## [Problem requirements]
Reproduce every line of the entries below, requests included, and multiply each coordinate in the answers by 0.4, rounding to the nearest whole number with halves rounded up. Leave the numbers in the requests and their format samples unchanged.

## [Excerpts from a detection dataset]

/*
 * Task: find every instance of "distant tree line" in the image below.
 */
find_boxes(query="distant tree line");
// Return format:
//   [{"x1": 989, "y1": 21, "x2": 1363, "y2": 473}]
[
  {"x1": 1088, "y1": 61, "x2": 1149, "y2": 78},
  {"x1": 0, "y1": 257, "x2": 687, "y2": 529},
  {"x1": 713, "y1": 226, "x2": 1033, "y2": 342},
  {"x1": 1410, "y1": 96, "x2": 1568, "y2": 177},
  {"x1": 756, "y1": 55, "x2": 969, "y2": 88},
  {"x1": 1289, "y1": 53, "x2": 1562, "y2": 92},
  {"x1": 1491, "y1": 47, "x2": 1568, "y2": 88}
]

## [Written solution]
/*
 * Task: find every instance of "distant tree line" in the image below.
 */
find_boxes(query="distant tree line");
// Return format:
//   [{"x1": 989, "y1": 21, "x2": 1363, "y2": 473}]
[
  {"x1": 435, "y1": 24, "x2": 460, "y2": 31},
  {"x1": 0, "y1": 103, "x2": 275, "y2": 212},
  {"x1": 285, "y1": 90, "x2": 413, "y2": 137},
  {"x1": 564, "y1": 38, "x2": 627, "y2": 71},
  {"x1": 302, "y1": 22, "x2": 388, "y2": 35},
  {"x1": 516, "y1": 21, "x2": 625, "y2": 37},
  {"x1": 596, "y1": 19, "x2": 627, "y2": 35}
]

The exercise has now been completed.